EXCERPTED DATA:
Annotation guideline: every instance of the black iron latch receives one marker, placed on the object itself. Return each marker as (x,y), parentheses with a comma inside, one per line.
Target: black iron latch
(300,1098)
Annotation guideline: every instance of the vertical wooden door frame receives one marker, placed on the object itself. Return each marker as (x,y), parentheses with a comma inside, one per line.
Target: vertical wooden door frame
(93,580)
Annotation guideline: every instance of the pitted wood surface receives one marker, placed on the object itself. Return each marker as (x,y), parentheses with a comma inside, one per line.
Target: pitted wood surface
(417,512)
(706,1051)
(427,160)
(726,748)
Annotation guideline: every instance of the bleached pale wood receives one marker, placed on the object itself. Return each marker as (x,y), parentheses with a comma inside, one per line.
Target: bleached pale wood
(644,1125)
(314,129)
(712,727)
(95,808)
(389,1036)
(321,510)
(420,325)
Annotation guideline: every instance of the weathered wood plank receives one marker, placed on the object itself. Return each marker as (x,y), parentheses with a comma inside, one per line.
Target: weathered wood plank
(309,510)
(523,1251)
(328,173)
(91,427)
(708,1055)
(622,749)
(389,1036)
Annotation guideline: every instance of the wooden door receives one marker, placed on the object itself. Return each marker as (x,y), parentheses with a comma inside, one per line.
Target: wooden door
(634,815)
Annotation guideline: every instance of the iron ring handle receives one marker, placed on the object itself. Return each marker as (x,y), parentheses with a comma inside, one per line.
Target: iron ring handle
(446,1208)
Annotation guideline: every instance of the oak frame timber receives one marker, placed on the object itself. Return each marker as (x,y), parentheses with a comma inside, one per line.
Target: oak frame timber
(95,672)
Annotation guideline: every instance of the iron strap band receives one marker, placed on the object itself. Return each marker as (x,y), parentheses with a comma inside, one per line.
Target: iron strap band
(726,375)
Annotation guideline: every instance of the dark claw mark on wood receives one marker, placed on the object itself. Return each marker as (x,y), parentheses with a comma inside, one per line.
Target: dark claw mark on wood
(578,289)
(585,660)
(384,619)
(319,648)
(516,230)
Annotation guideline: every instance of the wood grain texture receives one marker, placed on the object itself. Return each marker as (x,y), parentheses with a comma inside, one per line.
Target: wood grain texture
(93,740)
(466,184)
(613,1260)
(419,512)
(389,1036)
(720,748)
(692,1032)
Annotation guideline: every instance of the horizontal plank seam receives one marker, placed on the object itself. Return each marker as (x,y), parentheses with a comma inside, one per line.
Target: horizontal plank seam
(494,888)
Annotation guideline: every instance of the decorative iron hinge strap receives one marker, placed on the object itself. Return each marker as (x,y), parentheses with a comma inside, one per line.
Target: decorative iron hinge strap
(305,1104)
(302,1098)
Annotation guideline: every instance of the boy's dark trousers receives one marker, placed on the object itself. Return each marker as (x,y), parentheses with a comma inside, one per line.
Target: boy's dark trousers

EXERCISE BRIEF: Replace "marker" with "point" throughout the records above, and reproduce every line otherwise unchanged.

WRITTEN REPLY:
Annotation guideline: every instance of the black iron latch receives one point, placed on the object itself. Return each point as (x,y), parentheses with a comma inside, one per line.
Target: black iron latch
(300,1098)
Annotation guideline: every instance of the vertical wooden door frame receives one point, placed on the object itself. Return each point as (x,y), parentheses with a comma inside, one per line.
Target: vertical wooden door frame
(93,580)
Annotation guideline: every instance of the pitted wood surface receives one point, placed on the object itself. Return each point as (x,y), parentheses with a comma inside, one per line.
Target: pitted wood surface
(417,512)
(706,1051)
(427,160)
(726,748)
Annotation guideline: every instance of the bleached pale wood receives one point, placed on the object itself. Return each point as (x,y), parentheses with a comma inside, one per line.
Target: bleached pale wood
(644,1125)
(314,129)
(712,727)
(95,808)
(389,1036)
(321,510)
(420,325)
Annotation guideline: every instance of the weathered wood plank receives one point, placed on the object itself. Return each point as (x,y), parentheses with a comma inside, one per line.
Target: weathered wood plank
(309,510)
(523,1251)
(328,173)
(91,427)
(708,1055)
(622,749)
(389,1036)
Annotation guideline: every instance of the wooden door receives one point, placed on the object itself. Return each point as (x,y), parentheses with a comma inside, one per line.
Target: wooden door
(634,815)
Annotation guideline: every instance of the iron ring handle receives one point, placed on the object itself. Return each point as (x,y), parentheses with a comma inside, one per line.
Target: iron ring handle
(446,1208)
Annotation guideline: every instance of the oak frame timber receives one point, placed on the object itself. Return each point as (x,y), parentheses with a comma inside, one per line.
Target: oak frame timber
(95,672)
Annotation guideline: every instance of the iron strap band receives one point, placed on the object itself. Return each point as (x,y), parentheses with a comma inside, one per line.
Target: iron strap band
(726,375)
Annotation guideline: every instance of the dark claw mark on wood receives one point, placed on the object itself. Return each point as (x,y), parentheses with a comma inside, one per line.
Target: dark claw mark on wood
(578,289)
(585,660)
(384,619)
(319,648)
(516,230)
Annotation guideline: every instance of the wood grain texture receives one point, placed on the object itself. Return each point as (x,y), parentheses with a comma inside, one per line.
Target: wood grain texture
(93,740)
(466,184)
(613,1260)
(419,512)
(389,1036)
(720,748)
(692,1032)
Annotation guideline: every instance of the horizontal plank seam receives one point, placed on the object itself. Return each point as (x,y), parentheses with a comma inside, one per line.
Target: horizontal plank seam
(494,888)
Annotation guideline: every instance of the decorative iron hinge strap receives one point, placed on the object itself. Return each point as (x,y), parentheses with a comma inside, one per line.
Target: decorative iron hinge strap
(305,1104)
(302,1098)
Annotation guideline: every instance of the boy's dark trousers receives one point, placed on the object itself. Return each point as (x,y), parentheses with a comma inside, one per line.
Target: boy's dark trousers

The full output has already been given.